▸ **EXCERPT**:

-*-

Capt. Gareth Healy, left, took command of Task Force 75 from Capt. Eric Correll, right, on Friday during a ceremony at Naval Base Guam, Friday, Oct. 2, 2020.

U.S. NAVY

By CAITLIN DOORNBOS | STARS AND STRIPES Published: October 5, 2020

YOKOSUKA NAVAL BASE, Japan — A grandson of two veterans who helped liberate Guam in World War II took command of Task Force 75 on the island during another in a series of downsized, coronavirus pandemic changes of command.

Capt. Gareth Healy took over as commodore of the task force on Friday from outgoing Capt. Eric Correll. The ceremony was “attended virtually by most” in keeping with coronavirus prevention measures, according to a Navy statement Sunday.

Headquartered at Naval Base Guam, Task Force 75 is the 7th Fleet’s primary expeditionary forces command, “responsible for the planning and execution of maritime security operations, explosive ordnance disposal, diving, engineering and construction, and underwater construction,” according to the statement.

The Navy tradition of change-of-command ceremonies has morphed this year from the all-hands events of pre-pandemic times. Last week, the USS Ronald Reagan turned over its commanders over the ship’s public address system.

Calling in via webcam aboard the command vessel USS Blue Ridge at Yokosuka, 7th Fleet commander Vice Adm. Bill Merz presided over the Task Force 75 ceremony. He told Healy it was a “great time to come to the region” because “there’s so much energy going on with our warfighting concepts,” according to the statement.

“This is the most complex region in the world for a lot of reasons,” Merz said, according to the statement. “There are 35 maritime nations out here that depend on everything we do.”

The task force, established in 2014, is made up of more than 1,000 sailors in Seabee units, riverine squadrons, expeditionary intelligence forces and explosive ordnance technician teams across the Pacific, the Navy said in 2015.

-*-

▸ **INFORMATION GIVEN**:

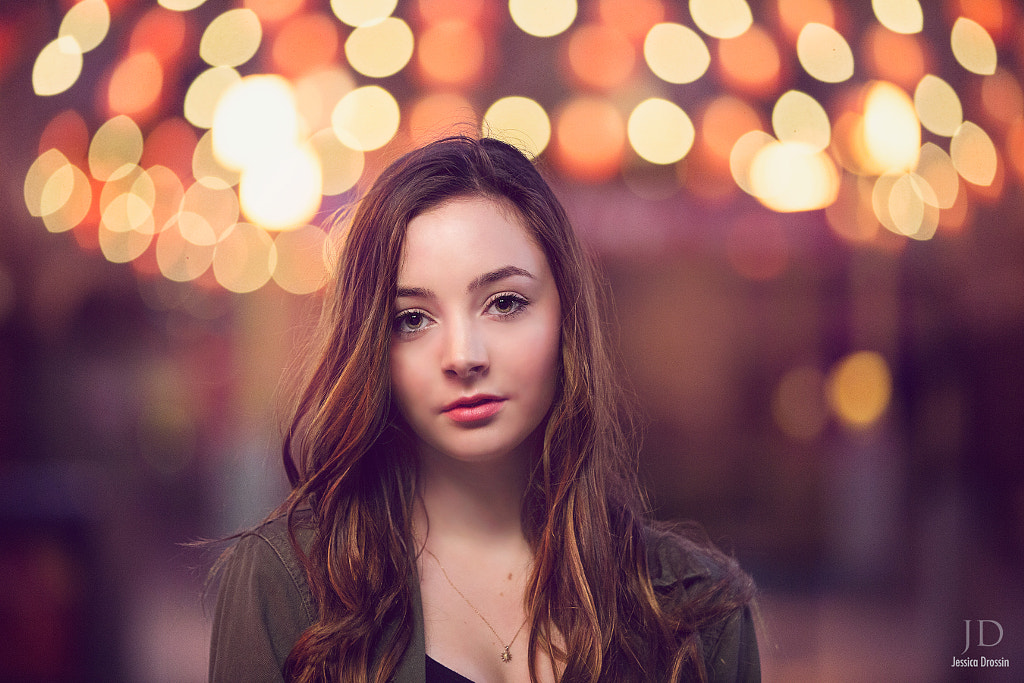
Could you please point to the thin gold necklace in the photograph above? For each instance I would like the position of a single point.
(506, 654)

-*-

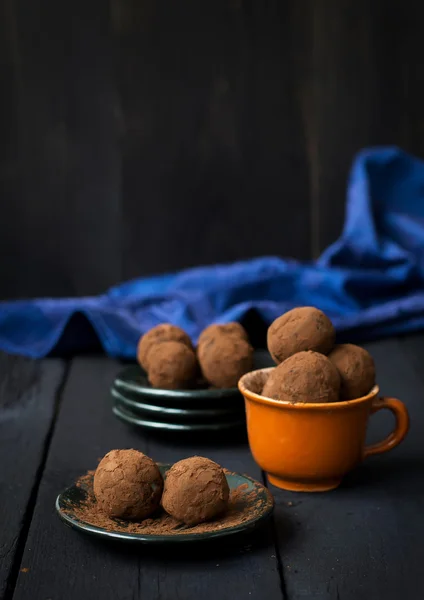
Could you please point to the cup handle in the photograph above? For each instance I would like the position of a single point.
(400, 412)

-*-

▸ **EXERCISE A**: In the article on the Task Force 75 change of command, list every kind of unit that the text says makes up the task force.
▸ **EXERCISE B**: From the article on the Task Force 75 change of command, copy the passage that begins with the words containing "By CAITLIN DOORNBOS" and ends with "changes of command.".

▸ **REPLY A**:
- Seabee units
- riverine squadrons
- expeditionary intelligence forces
- explosive ordnance technician teams

▸ **REPLY B**:
By CAITLIN DOORNBOS | STARS AND STRIPES Published: October 5, 2020

YOKOSUKA NAVAL BASE, Japan — A grandson of two veterans who helped liberate Guam in World War II took command of Task Force 75 on the island during another in a series of downsized, coronavirus pandemic changes of command.